==== Records for the exercise ====

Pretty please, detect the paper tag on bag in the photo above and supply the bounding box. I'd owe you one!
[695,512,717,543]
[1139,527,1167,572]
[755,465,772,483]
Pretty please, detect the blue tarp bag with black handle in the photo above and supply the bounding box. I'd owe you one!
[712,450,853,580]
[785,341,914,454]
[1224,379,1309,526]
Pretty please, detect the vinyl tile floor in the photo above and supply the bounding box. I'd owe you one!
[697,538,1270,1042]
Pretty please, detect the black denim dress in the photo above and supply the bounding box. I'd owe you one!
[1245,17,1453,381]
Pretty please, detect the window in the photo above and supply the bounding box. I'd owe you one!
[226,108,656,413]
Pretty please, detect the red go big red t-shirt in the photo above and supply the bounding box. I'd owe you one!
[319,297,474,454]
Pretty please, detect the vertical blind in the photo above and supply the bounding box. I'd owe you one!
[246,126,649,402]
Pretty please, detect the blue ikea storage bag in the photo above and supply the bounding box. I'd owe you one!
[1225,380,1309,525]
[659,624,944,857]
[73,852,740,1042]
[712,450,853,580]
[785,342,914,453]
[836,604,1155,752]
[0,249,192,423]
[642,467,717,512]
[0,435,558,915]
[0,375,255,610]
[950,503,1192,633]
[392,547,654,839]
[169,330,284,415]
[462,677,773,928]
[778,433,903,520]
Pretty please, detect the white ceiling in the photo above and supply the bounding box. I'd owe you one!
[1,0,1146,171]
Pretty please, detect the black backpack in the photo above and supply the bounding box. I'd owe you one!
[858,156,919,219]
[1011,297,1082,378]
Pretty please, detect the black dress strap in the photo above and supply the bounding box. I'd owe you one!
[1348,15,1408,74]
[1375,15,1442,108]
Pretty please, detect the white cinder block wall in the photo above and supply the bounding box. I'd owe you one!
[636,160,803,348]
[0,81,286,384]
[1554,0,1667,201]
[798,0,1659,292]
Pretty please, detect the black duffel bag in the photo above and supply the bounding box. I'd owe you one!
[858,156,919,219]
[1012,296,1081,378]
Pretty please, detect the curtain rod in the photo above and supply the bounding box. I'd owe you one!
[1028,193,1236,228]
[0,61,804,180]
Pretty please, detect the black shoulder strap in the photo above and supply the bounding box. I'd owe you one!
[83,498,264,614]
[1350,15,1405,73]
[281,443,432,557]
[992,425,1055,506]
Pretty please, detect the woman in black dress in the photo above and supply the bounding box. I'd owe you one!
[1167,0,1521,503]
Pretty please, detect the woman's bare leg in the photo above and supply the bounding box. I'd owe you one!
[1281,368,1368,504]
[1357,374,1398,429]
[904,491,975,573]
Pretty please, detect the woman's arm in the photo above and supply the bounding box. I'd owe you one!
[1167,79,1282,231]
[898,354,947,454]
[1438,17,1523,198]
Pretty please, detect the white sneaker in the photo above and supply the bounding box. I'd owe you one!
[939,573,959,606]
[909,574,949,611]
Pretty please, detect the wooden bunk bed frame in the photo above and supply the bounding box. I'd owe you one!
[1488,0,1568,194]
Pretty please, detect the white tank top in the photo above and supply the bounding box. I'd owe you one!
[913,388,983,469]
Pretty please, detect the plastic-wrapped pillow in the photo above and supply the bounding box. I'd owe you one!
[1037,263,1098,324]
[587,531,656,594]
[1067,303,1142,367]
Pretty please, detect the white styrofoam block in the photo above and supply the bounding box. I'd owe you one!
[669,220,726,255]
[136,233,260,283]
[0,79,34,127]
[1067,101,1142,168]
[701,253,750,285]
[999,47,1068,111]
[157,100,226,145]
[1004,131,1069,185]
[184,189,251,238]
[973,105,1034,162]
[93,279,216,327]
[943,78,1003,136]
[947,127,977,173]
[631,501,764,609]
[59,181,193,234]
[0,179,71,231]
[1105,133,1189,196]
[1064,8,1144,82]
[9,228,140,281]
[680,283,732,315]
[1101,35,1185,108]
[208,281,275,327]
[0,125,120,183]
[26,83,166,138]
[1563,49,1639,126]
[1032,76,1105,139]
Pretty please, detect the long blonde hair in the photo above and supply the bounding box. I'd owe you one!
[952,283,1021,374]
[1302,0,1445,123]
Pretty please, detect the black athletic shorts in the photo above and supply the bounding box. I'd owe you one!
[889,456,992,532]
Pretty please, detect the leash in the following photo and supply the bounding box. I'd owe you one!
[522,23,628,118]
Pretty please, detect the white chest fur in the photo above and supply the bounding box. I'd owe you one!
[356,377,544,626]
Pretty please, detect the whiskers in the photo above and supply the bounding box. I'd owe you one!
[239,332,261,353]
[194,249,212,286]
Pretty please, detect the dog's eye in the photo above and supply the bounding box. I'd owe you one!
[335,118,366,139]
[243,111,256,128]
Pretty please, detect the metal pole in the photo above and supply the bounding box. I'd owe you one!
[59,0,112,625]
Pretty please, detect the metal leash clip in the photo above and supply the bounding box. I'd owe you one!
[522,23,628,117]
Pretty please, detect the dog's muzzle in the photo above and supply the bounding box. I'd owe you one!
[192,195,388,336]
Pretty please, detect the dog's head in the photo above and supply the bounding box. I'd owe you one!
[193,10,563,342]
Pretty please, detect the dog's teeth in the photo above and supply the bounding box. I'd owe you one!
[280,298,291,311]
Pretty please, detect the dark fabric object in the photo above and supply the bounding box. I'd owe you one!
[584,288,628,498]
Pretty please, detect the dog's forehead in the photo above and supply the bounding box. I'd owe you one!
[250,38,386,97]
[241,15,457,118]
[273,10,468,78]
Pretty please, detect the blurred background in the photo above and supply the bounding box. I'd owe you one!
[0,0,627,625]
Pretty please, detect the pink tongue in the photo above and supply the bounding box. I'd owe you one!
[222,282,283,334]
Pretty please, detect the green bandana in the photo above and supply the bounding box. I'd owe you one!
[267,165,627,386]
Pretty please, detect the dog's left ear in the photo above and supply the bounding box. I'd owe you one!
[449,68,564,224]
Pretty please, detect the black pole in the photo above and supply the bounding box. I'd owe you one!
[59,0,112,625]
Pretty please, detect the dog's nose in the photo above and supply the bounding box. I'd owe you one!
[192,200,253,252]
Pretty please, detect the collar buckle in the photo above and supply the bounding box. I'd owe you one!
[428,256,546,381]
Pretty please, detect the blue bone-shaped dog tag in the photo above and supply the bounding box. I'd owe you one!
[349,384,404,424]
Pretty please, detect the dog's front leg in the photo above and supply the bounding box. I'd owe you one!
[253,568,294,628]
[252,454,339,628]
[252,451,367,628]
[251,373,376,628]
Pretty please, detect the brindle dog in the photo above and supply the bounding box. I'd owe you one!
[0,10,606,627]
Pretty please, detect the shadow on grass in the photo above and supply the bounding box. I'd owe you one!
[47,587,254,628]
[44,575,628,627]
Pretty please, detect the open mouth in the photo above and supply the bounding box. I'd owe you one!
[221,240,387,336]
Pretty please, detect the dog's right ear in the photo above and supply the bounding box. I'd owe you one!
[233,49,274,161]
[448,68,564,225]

====

§ **To do**: Copy out each line of the records character for character.

§ **Result for this task**:
Pretty please, detect the paper tag on bag in the photo above and supply the bounding box. I'd owe you one!
[695,512,717,543]
[1139,527,1167,572]
[755,465,772,483]
Pretty please, detect the blue tarp bag with black handle in the photo above and supply the bounding box. I'd owe you one!
[712,450,853,580]
[785,341,914,454]
[1224,379,1309,526]
Pretty please, detect the vinyl tile floor in the photo above and supply the bounding box. I'd owe you one!
[697,538,1270,1042]
Pretty please, detect the black denim dress in the photo above and supply the bounding box. I'd owe you one!
[1245,17,1453,381]
Pretty please, detect the window in the photo above and supply the bounding box. I'd owe you one!
[226,108,656,413]
Pretty please, detect the red go big red t-shirt in the photo above and supply the bounding box. I'd owe you one!
[319,297,474,454]
Pretty please, detect the vertical blind in the photo above and supply the bounding box. I'd owe you one!
[246,126,649,402]
Pretty please, detect the blue ikea storage bag in the photo above and supply the bounding box. I'd owe you one!
[1225,380,1309,525]
[659,624,944,857]
[73,852,740,1042]
[712,450,853,580]
[785,342,914,453]
[836,604,1155,752]
[0,249,192,423]
[642,467,717,512]
[0,435,558,915]
[0,375,255,610]
[950,503,1192,633]
[392,547,654,839]
[169,330,284,415]
[462,677,773,928]
[778,433,903,520]
Pretty please, detect the white ceiling in the photo above and supply the bounding box. I'd owe you one!
[1,0,1146,171]
Pretty please, detect the black backpack in the photo above and supply the bounding box. I'd owe you one!
[858,156,919,219]
[1011,297,1082,378]
Pretty please, detect the black dress strap in the photo above and supply the bounding box. I'd owe you one!
[1348,15,1408,74]
[1375,15,1442,108]
Pretty please, detect the white cinder block wall in the photo above and supply the bounding box. I'd owe you one!
[636,160,803,348]
[0,81,286,384]
[1554,0,1667,201]
[798,0,1659,292]
Pretty please, detect the black duffel bag in the photo above and supply the bounding box. I'd owe you one!
[858,156,919,219]
[1012,296,1081,378]
Pretty please, detect the curtain rod in the photo above and supply the bounding box. I'd owe you one!
[1028,193,1236,228]
[0,61,804,180]
Pretty please, detect the black shoulder strap in the photo above and supply the bounding box. I'd owe you one!
[83,498,264,614]
[1350,15,1405,73]
[281,443,432,557]
[992,425,1055,506]
Pretty please, detect the woman in black dress in the photo above and supply the bounding box. I'd owe you one!
[1167,0,1521,503]
Pretty please, detect the woman's bare leg in the photo above and supply the bounding box. I'd owe you one!
[1281,368,1368,504]
[1357,374,1398,429]
[904,491,975,573]
Pretty please, detect the woman's arm in the photo above and supply the bounding box. I'd owe you one!
[1167,79,1282,231]
[898,354,947,454]
[1438,17,1523,198]
Pretty please, detect the white sneaker in the photo above and supply the bounding box. I'd owe you one!
[939,573,959,606]
[909,574,949,611]
Pretty please, detect the wooden bunk bed frame in the photo above and supply the bounding box. I'd owe you one!
[1488,0,1568,194]
Pretty please, detect the white tank top in the photo above and supply the bounding box. I'd owe you one!
[913,388,983,469]
Pretty please, detect the plastic-wrapped pillow in the photo above and supply the bounding box. I'd owe you one!
[1037,263,1098,324]
[587,531,656,594]
[1067,303,1142,367]
Pretty please, detect the white styrofoam block in the photo above and supply the bounding box. I'd owe you one!
[669,220,726,255]
[136,233,260,283]
[0,79,34,127]
[1067,101,1142,168]
[701,253,750,285]
[999,47,1068,111]
[157,100,226,145]
[1004,131,1069,185]
[184,189,251,238]
[973,105,1034,162]
[93,279,216,327]
[943,78,1003,136]
[947,127,977,173]
[631,501,764,609]
[59,181,193,234]
[0,179,71,231]
[1105,133,1189,196]
[1064,8,1144,82]
[9,228,140,281]
[680,283,732,315]
[1101,35,1185,108]
[208,281,275,327]
[0,125,120,183]
[26,83,166,138]
[1563,49,1639,126]
[1032,76,1105,139]
Pretty please, detect the long blonde hair in the photo above and supply the bounding box. I'd owe you one!
[952,283,1021,374]
[1302,0,1445,123]
Pretty please, detect the black athletic shorts in the photo above and supply the bounding box. I'd owe you one!
[889,456,992,532]
Pretty please, detect the leash in the following photo and supply the bounding box. I'd owe you one!
[522,23,628,118]
Pretty please, detect the white chest fur in the photo above and supply the bounding box. I'd owe you one!
[356,377,544,626]
Pretty please, detect the whiskers in the photo above and supply the bounding box. I'd owe you one!
[239,332,261,353]
[194,249,212,286]
Pretty please, detect the dog's eye in the photo above and supply the bounding box. I'd owe you one!
[335,118,366,139]
[243,111,256,128]
Pretty please, detect the metal pole in the photo above and supply the bounding box. I'd owe you one!
[59,0,112,625]
Pretty please, detect the metal leash clip in the photo above and supply the bounding box. I'd owe you one!
[522,23,628,117]
Pretty please, detect the dog's muzzle in the photo above and supply the bounding box. I'd owe you one!
[192,195,388,336]
Pretty please, detect the dog's head in the photo above and supply the bounding box. I'd owe you one!
[193,10,563,342]
Pretty please, detect the dog's teeth in the photo above and supply the bounding box. I'd owe you one!
[280,298,291,311]
Pretty please, detect the dark fabric object in the photo above and supply the bounding box. I'd owe you one!
[584,288,628,498]
Pretty please, detect the dog's forehead in the photo above and supply the bounding box. I'd owe you one!
[250,38,386,97]
[241,15,457,118]
[273,10,468,78]
Pretty please, detect the blurred background in the photo above and supply the bounding box. I'd owe you one!
[0,0,627,625]
Pretty please, detect the pink tongue in the photo above and supply the bounding box. I'd owe you one!
[222,282,283,334]
Pretty please, detect the green bandana in the photo above and supply the bounding box. I'd owe you one!
[267,165,627,386]
Pretty please, detect the dog's left ear in the photo above and supply the bounding box. I'd owe you one!
[449,68,564,224]
Pretty please, detect the black pole in the photo above and supply the bounding box. I'd owe you one!
[59,0,112,625]
Pretty please, detect the dog's nose in the photo above and supply the bounding box. I'd owe you one!
[192,200,253,252]
Pretty please, detect the collar buckle in the photo above and supply the bounding box. I'd owe you one!
[428,256,546,381]
Pretty please, detect the blue bone-shaped dog tag in the photo above and supply the bounding box. I'd owe you one!
[349,384,404,424]
Pretty please, detect the dog's front leg in the photo above and supply the bounding box. I'd owe you one!
[253,568,294,628]
[252,454,339,628]
[252,451,367,628]
[251,373,376,628]
Pretty please, detect the brindle dog in the photo above and supply the bounding box. I'd owe you one!
[0,10,606,627]
Pretty please, detect the shadow on grass in the photo above and supply the bounding box. I'd owe you one!
[47,587,254,628]
[44,575,628,627]
Pretty please, detect the open mouth in the photo above and supply the bounding box. I'd owe you one!
[221,240,387,336]
Pretty please, detect the dog's right ear in the photo above and supply the bounding box. I'd owe you one!
[233,49,274,161]
[448,68,564,225]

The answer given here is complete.